— What is expected —
Report all lines from the entries below in which "crest" appears.

*** Block opens ***

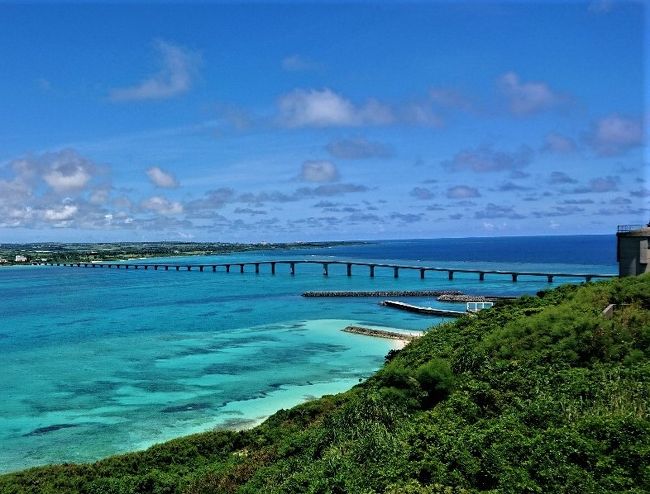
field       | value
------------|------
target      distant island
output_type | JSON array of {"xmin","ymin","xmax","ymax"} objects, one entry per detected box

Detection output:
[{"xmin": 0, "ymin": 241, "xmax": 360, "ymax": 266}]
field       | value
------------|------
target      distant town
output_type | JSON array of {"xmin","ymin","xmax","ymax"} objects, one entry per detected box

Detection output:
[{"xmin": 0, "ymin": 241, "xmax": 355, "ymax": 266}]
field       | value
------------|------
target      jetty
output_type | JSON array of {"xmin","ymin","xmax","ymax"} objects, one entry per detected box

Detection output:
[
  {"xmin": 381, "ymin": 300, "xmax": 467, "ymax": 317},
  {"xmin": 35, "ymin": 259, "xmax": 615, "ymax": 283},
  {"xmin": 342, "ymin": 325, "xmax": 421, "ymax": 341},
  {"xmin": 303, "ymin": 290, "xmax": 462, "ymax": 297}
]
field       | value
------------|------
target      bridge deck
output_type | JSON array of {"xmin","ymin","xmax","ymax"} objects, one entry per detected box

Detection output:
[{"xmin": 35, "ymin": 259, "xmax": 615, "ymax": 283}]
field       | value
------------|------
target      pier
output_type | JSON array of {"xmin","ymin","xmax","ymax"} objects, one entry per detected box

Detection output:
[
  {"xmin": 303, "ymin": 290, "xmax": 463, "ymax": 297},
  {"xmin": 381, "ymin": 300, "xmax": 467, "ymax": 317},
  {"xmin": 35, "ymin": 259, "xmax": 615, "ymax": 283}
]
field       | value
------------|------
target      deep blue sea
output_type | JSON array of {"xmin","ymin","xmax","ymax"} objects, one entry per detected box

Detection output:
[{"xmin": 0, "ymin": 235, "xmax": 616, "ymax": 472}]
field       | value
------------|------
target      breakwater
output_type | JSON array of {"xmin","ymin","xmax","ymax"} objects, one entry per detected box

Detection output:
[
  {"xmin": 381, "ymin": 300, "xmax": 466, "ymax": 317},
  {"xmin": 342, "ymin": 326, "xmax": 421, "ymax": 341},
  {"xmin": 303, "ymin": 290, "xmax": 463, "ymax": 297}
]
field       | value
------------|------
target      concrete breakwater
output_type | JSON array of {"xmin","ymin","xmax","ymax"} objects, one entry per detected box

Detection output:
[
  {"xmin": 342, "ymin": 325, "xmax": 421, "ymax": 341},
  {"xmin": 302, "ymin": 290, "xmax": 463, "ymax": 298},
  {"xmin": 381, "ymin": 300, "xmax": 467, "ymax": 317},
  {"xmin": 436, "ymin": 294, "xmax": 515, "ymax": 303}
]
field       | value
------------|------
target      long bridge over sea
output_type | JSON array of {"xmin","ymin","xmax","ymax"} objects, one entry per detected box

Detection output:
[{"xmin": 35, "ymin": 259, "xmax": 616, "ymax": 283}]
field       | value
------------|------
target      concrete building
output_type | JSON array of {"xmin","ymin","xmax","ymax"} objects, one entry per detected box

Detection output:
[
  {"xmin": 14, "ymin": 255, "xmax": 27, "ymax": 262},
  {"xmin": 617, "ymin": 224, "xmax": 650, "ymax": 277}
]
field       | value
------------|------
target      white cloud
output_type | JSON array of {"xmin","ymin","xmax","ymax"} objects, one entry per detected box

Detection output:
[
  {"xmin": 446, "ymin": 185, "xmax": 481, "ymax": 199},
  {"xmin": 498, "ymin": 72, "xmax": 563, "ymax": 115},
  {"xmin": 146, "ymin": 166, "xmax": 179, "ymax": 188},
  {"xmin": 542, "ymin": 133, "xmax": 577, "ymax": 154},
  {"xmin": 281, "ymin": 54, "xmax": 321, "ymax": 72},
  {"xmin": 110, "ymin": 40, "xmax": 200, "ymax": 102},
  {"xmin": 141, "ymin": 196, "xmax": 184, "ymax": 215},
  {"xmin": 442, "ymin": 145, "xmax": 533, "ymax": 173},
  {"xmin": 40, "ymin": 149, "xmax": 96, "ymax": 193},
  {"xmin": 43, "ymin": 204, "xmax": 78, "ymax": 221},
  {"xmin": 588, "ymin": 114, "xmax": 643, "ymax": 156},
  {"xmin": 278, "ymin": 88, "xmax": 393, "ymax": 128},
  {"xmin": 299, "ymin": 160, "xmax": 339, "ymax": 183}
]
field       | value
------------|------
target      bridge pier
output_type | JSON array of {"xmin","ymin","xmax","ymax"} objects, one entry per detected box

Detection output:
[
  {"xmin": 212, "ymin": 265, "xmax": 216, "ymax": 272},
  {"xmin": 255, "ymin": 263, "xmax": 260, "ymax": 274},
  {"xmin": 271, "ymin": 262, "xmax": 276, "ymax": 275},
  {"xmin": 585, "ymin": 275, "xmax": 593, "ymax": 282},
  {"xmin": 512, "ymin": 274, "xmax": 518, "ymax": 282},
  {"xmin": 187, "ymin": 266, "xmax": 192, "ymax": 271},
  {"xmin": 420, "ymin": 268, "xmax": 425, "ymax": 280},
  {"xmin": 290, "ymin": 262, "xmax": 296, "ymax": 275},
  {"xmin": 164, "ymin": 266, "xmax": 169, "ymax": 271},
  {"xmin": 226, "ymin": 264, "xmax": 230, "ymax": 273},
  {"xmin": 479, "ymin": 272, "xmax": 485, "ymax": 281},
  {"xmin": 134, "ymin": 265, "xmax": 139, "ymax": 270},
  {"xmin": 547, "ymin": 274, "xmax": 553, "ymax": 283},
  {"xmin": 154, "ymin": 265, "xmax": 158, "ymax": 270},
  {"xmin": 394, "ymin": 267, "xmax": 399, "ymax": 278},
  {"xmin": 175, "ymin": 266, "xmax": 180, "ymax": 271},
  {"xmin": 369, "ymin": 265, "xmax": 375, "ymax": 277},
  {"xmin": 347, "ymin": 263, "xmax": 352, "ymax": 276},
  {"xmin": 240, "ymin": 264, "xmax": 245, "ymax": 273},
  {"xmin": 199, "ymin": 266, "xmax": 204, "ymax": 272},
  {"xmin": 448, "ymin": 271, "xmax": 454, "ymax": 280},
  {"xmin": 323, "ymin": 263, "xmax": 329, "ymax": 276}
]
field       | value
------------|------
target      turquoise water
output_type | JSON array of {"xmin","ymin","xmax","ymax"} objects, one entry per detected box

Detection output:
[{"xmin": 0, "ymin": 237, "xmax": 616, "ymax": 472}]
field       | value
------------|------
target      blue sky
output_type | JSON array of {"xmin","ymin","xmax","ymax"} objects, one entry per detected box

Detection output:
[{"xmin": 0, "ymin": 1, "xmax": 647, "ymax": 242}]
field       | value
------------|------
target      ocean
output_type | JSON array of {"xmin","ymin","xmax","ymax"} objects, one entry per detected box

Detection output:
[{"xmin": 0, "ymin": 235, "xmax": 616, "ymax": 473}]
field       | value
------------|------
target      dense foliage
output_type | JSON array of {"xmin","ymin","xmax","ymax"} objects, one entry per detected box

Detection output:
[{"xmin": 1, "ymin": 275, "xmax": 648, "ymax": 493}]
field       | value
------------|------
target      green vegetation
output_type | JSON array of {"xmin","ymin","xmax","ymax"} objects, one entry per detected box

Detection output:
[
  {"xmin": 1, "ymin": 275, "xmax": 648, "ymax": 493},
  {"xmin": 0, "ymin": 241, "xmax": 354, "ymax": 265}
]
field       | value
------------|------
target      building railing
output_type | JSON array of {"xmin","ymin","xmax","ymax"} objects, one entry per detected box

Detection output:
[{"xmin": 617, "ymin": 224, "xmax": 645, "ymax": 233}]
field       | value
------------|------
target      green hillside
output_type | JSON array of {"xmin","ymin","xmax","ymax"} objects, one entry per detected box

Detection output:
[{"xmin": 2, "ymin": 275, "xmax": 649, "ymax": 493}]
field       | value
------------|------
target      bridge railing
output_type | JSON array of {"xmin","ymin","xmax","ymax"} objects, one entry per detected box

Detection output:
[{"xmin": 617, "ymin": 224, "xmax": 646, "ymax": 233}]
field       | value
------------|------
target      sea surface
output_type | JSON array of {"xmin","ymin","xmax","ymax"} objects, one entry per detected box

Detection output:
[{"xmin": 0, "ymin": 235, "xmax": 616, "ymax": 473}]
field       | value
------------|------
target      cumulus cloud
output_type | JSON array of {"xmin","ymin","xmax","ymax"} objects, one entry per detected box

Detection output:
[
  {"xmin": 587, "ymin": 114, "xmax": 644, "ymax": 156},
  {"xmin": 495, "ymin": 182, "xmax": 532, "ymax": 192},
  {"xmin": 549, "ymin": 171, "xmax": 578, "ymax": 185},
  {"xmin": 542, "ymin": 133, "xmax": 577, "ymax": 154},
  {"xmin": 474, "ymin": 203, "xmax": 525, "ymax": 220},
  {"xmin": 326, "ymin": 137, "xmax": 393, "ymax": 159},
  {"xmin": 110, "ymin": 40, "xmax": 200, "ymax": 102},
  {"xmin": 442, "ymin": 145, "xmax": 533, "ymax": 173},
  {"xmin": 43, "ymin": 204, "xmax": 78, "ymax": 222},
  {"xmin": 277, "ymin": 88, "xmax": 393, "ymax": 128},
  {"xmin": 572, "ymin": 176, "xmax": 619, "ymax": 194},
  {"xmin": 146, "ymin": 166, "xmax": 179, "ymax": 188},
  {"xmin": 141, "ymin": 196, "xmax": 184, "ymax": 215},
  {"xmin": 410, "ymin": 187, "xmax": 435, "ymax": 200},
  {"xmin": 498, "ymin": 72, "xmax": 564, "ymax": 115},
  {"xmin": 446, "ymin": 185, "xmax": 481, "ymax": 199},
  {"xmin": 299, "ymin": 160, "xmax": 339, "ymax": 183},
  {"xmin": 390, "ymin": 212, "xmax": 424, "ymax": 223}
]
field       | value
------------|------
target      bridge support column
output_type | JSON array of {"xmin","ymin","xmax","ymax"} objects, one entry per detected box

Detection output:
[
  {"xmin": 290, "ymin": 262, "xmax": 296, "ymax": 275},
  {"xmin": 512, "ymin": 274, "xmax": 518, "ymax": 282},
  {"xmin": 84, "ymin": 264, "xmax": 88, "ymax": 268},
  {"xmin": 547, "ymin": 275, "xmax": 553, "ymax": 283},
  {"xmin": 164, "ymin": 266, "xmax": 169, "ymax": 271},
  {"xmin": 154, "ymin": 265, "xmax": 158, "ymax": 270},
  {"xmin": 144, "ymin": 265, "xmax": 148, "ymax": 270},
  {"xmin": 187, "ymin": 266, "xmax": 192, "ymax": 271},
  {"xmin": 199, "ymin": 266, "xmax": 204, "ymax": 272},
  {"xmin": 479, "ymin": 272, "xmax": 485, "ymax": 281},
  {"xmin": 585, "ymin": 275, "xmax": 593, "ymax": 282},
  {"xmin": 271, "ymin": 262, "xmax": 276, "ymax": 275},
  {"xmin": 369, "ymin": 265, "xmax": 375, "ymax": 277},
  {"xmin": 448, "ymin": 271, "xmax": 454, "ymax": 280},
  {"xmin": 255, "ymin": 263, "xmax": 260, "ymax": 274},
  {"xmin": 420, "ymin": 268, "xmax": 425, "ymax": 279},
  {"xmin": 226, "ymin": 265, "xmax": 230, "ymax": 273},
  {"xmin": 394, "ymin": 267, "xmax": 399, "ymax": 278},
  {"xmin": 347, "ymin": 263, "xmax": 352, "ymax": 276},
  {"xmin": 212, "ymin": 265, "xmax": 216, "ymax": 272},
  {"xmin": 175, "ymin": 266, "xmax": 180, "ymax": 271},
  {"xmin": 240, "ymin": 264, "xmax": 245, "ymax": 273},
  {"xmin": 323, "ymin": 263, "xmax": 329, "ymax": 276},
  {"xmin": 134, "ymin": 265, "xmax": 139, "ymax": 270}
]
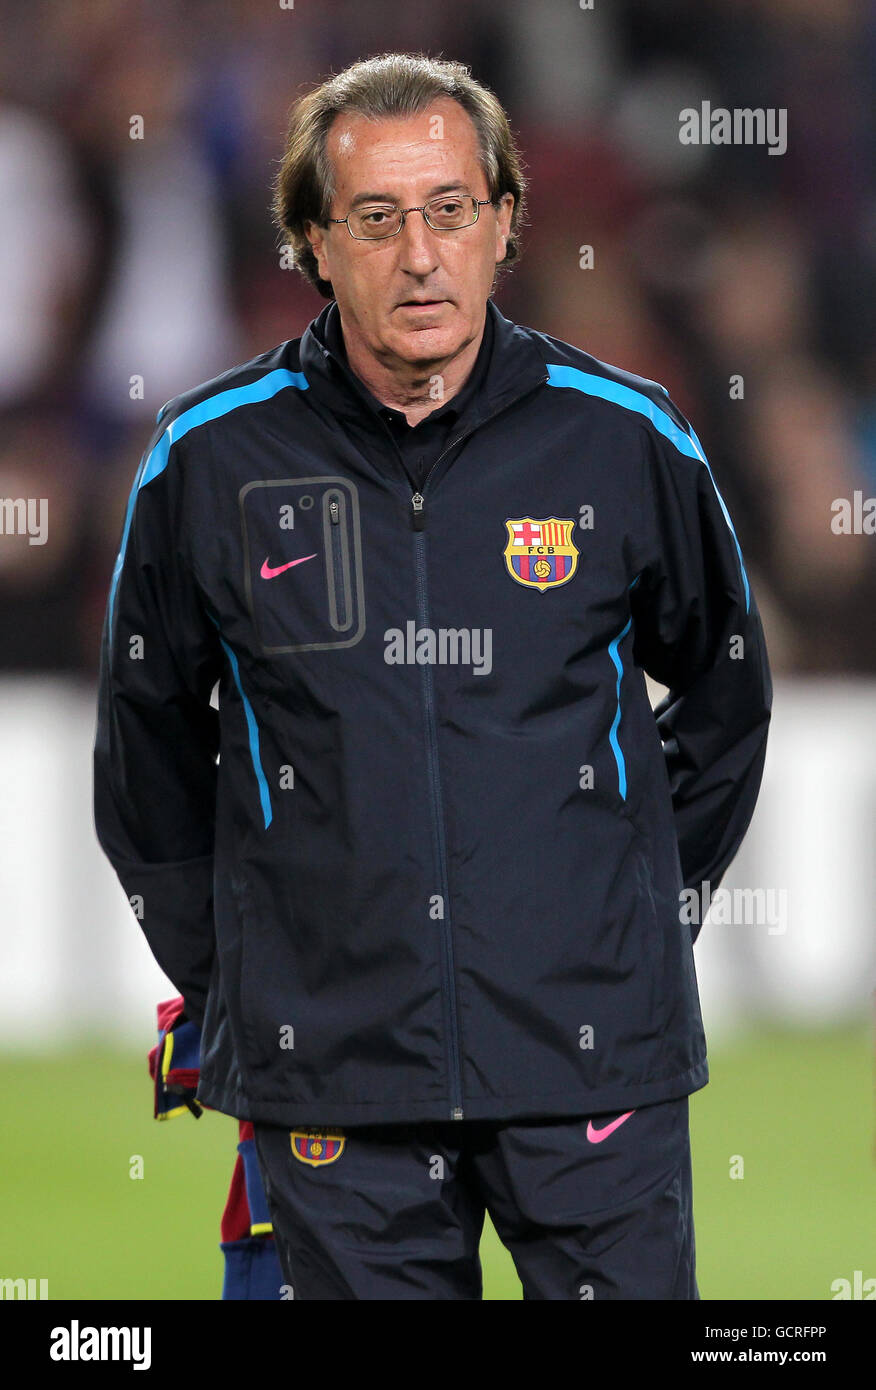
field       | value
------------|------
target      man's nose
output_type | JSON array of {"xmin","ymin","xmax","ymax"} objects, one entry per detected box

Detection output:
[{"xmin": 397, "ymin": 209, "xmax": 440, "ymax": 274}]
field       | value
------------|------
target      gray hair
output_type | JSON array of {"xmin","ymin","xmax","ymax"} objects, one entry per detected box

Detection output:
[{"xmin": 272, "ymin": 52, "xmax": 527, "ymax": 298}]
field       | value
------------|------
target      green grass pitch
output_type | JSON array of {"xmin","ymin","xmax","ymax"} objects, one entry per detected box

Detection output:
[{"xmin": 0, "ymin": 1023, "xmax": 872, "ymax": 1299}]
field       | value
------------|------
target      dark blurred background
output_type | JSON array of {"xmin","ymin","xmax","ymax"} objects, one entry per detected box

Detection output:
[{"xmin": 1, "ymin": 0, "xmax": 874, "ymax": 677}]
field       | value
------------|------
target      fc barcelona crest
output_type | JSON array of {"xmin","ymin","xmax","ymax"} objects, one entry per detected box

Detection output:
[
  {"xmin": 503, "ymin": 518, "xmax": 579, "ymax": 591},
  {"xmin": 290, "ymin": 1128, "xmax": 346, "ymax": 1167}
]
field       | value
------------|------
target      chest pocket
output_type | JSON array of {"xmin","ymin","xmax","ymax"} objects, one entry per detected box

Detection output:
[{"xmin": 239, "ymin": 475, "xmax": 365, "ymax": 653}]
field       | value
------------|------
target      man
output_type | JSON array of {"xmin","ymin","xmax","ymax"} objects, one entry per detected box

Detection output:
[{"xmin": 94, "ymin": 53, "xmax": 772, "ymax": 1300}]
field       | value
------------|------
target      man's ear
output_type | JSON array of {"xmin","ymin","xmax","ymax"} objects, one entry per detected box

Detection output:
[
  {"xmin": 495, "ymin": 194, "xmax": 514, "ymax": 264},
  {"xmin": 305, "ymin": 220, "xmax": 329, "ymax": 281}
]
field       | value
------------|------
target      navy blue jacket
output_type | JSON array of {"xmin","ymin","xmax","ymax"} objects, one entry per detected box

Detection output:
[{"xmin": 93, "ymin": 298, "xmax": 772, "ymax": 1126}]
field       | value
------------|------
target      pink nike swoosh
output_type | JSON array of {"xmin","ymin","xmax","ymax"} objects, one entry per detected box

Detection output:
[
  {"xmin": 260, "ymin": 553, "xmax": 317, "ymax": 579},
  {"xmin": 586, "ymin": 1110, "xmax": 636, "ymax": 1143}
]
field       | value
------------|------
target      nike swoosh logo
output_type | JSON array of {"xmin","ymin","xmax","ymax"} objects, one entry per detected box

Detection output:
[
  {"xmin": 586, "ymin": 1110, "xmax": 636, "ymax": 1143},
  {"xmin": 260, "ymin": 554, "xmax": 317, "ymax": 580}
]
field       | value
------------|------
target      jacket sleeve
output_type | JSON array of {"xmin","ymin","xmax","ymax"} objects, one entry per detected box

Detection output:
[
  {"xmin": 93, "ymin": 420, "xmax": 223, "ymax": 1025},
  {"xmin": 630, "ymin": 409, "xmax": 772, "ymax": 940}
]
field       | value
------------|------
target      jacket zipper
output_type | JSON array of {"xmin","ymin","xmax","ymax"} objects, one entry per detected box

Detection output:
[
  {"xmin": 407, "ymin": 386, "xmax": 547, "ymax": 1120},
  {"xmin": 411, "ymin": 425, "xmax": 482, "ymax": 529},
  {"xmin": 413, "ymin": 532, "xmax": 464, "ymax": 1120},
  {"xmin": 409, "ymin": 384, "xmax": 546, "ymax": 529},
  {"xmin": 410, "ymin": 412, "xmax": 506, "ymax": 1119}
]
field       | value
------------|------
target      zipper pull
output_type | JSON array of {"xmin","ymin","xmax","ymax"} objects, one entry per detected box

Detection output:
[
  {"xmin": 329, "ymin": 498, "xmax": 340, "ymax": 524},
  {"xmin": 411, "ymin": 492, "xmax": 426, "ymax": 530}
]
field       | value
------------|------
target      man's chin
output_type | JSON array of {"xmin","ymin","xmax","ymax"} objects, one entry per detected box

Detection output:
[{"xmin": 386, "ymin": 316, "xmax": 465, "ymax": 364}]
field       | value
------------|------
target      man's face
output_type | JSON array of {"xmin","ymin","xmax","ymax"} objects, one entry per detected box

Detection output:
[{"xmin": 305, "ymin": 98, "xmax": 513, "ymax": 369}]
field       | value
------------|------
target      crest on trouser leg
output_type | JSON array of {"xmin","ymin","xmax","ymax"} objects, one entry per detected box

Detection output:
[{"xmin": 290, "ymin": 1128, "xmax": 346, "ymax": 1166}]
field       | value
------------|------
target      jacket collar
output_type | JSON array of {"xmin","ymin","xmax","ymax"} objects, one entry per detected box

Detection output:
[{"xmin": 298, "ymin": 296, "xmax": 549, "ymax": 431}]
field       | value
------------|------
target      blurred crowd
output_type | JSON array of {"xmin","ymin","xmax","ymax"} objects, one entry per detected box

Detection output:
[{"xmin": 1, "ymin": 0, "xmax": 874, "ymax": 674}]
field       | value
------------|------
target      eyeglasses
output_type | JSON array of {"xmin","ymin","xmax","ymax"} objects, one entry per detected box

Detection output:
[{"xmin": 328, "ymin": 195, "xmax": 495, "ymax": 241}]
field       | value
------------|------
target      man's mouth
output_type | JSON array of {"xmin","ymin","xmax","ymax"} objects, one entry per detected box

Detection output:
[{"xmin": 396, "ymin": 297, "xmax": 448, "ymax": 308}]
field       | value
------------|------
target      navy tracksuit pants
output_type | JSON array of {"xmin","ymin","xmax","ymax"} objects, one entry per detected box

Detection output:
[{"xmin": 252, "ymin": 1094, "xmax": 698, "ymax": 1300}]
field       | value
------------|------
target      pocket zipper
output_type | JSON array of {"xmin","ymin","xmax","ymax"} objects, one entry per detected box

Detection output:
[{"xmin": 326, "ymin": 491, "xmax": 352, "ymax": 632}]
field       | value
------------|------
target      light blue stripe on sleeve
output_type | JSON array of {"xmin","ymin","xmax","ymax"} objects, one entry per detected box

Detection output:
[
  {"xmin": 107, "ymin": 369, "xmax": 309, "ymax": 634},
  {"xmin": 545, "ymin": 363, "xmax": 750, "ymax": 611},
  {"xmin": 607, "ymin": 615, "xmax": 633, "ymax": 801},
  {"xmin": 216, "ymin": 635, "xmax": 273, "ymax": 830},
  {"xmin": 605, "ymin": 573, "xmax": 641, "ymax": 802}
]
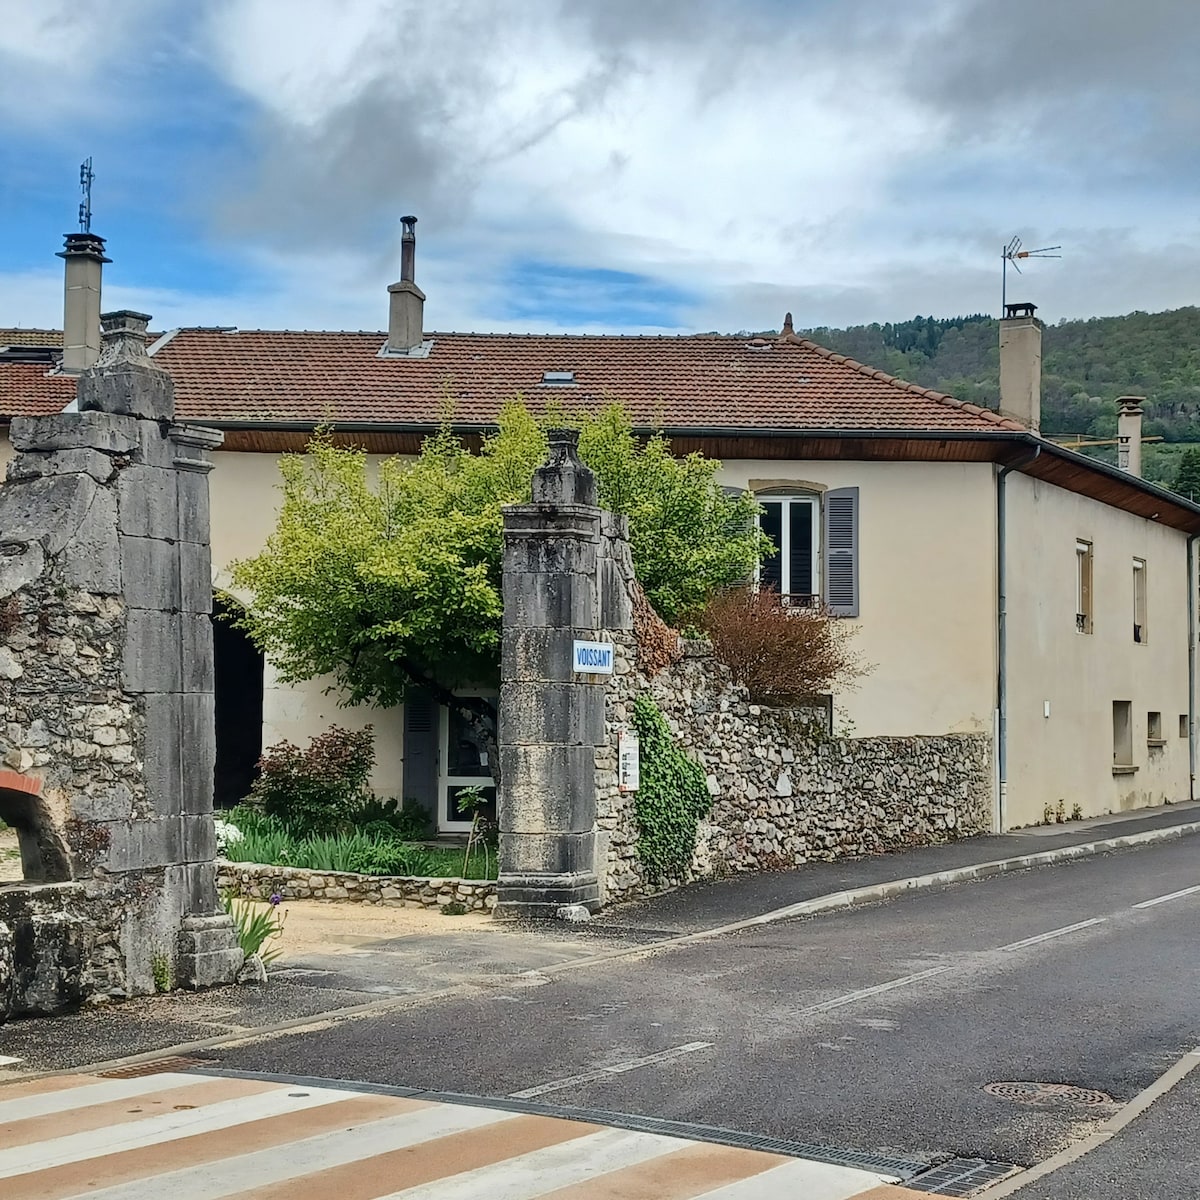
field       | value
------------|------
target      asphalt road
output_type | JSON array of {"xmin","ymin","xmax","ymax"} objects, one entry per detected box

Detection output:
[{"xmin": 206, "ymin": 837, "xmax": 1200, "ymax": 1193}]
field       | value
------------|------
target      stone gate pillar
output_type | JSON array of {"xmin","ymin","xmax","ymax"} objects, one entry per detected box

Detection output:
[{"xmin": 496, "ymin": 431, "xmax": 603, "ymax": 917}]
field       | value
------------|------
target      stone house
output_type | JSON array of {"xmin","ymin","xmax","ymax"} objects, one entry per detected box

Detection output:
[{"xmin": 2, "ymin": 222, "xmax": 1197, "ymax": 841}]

*** Block closes ***

— Solved problem —
target      fc barcelona crest
target      crest on trouser leg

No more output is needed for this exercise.